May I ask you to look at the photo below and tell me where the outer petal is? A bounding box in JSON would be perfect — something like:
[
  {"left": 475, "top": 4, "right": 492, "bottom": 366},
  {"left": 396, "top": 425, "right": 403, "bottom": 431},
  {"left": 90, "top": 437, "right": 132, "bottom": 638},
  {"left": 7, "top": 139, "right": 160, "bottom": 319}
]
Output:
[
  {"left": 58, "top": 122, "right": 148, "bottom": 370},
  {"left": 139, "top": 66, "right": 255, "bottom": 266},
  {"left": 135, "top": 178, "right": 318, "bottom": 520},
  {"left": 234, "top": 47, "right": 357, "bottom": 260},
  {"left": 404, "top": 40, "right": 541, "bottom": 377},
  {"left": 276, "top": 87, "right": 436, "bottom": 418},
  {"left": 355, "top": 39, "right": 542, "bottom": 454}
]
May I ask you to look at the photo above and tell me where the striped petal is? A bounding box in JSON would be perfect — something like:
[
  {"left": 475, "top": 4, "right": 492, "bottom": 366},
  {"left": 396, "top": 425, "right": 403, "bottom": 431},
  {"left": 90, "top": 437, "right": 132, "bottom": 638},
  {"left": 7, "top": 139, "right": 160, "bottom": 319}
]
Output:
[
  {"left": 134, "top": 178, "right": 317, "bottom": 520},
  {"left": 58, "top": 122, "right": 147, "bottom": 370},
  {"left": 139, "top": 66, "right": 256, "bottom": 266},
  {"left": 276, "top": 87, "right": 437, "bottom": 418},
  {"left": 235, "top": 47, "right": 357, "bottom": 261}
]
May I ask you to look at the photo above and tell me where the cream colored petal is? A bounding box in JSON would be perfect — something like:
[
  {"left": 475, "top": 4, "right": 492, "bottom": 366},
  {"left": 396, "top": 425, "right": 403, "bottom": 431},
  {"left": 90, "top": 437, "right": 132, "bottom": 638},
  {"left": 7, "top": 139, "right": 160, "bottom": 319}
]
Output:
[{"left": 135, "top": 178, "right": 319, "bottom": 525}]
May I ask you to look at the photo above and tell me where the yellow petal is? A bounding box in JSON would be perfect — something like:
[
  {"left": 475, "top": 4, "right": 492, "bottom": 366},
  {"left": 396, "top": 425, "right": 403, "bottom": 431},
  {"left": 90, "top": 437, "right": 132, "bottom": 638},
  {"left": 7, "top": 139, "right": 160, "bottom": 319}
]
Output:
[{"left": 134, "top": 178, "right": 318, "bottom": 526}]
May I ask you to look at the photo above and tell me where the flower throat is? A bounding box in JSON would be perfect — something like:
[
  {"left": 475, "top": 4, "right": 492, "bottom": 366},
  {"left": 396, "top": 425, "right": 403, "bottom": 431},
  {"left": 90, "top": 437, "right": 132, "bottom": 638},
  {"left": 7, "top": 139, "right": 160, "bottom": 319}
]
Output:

[REQUIRED WORK]:
Every line above should be output exactly as it stands.

[TASK ANSWER]:
May I ask you to look at the photo below and tell me where the outer petal is? A bounding box in JSON would be perfect — something like:
[
  {"left": 475, "top": 4, "right": 492, "bottom": 366},
  {"left": 396, "top": 425, "right": 403, "bottom": 431},
  {"left": 90, "top": 437, "right": 132, "bottom": 638},
  {"left": 7, "top": 139, "right": 160, "bottom": 319}
]
Output:
[
  {"left": 58, "top": 122, "right": 148, "bottom": 370},
  {"left": 139, "top": 66, "right": 255, "bottom": 266},
  {"left": 135, "top": 178, "right": 318, "bottom": 520},
  {"left": 234, "top": 47, "right": 357, "bottom": 260},
  {"left": 404, "top": 40, "right": 541, "bottom": 377},
  {"left": 276, "top": 87, "right": 436, "bottom": 418},
  {"left": 355, "top": 39, "right": 542, "bottom": 454}
]
May I ask you to look at the photo above and tell me where the striped petal is? A bounding box in JSON would be perfect — something like:
[
  {"left": 475, "top": 4, "right": 492, "bottom": 366},
  {"left": 396, "top": 425, "right": 403, "bottom": 431},
  {"left": 90, "top": 437, "right": 132, "bottom": 638},
  {"left": 7, "top": 139, "right": 160, "bottom": 319}
]
Output:
[
  {"left": 134, "top": 178, "right": 317, "bottom": 520},
  {"left": 58, "top": 122, "right": 147, "bottom": 370},
  {"left": 139, "top": 66, "right": 256, "bottom": 266},
  {"left": 276, "top": 87, "right": 437, "bottom": 418},
  {"left": 235, "top": 47, "right": 357, "bottom": 261}
]
May I ask you to look at the photo above and tell me where the cream colored petal is? A bounding box in JSON would be perfect — something like:
[
  {"left": 475, "top": 4, "right": 492, "bottom": 366},
  {"left": 396, "top": 425, "right": 403, "bottom": 431},
  {"left": 90, "top": 437, "right": 132, "bottom": 638},
  {"left": 7, "top": 139, "right": 160, "bottom": 319}
]
Output:
[{"left": 135, "top": 178, "right": 319, "bottom": 525}]
May I ask you to look at the photo above and tell me where the yellow petal is? A bounding box in JSON would be perfect — something like:
[
  {"left": 475, "top": 4, "right": 492, "bottom": 366},
  {"left": 396, "top": 425, "right": 403, "bottom": 431},
  {"left": 90, "top": 437, "right": 132, "bottom": 638},
  {"left": 7, "top": 139, "right": 160, "bottom": 319}
]
Output:
[{"left": 134, "top": 178, "right": 318, "bottom": 526}]
May I ask you to look at the photo above and tell me where the flower throat is? A bounding box in JSON would be perfect — something like:
[
  {"left": 475, "top": 4, "right": 492, "bottom": 366},
  {"left": 396, "top": 425, "right": 403, "bottom": 431},
  {"left": 90, "top": 437, "right": 132, "bottom": 638},
  {"left": 7, "top": 139, "right": 160, "bottom": 319}
]
Output:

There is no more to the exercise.